**The problem**:
Print all entries below exactly as they appear.

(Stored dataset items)
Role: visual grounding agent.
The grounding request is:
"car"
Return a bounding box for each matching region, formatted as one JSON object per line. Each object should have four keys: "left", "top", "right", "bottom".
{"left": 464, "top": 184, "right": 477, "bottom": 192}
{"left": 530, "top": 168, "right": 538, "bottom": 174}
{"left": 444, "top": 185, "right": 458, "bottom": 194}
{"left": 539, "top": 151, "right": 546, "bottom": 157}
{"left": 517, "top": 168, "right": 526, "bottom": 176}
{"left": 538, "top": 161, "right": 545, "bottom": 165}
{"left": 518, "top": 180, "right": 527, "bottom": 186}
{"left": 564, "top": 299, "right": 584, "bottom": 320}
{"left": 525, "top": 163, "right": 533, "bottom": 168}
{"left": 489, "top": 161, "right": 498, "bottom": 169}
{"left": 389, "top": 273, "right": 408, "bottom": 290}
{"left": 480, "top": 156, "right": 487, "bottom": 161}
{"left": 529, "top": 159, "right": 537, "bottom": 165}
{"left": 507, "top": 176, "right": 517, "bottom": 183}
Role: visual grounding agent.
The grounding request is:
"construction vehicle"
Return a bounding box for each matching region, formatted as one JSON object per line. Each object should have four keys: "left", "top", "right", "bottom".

**Completed exercise**:
Role: visual grounding agent.
The grounding request is:
"car"
Return a bounding box for each matching region, formatted as one JSON object per line. Each object should have four keys: "left", "top", "right", "bottom".
{"left": 464, "top": 184, "right": 477, "bottom": 192}
{"left": 530, "top": 168, "right": 538, "bottom": 174}
{"left": 444, "top": 185, "right": 458, "bottom": 194}
{"left": 539, "top": 151, "right": 546, "bottom": 157}
{"left": 517, "top": 168, "right": 526, "bottom": 176}
{"left": 538, "top": 161, "right": 545, "bottom": 165}
{"left": 518, "top": 180, "right": 527, "bottom": 186}
{"left": 564, "top": 299, "right": 584, "bottom": 320}
{"left": 525, "top": 163, "right": 533, "bottom": 168}
{"left": 489, "top": 161, "right": 498, "bottom": 169}
{"left": 389, "top": 273, "right": 408, "bottom": 290}
{"left": 480, "top": 156, "right": 487, "bottom": 161}
{"left": 529, "top": 159, "right": 537, "bottom": 165}
{"left": 507, "top": 176, "right": 517, "bottom": 183}
Role: visual grounding agent.
The grounding request is:
"construction vehicle"
Return a bounding box for each matching region, formatted as one JSON object per line. Each object should have four keys: "left", "top", "right", "bottom".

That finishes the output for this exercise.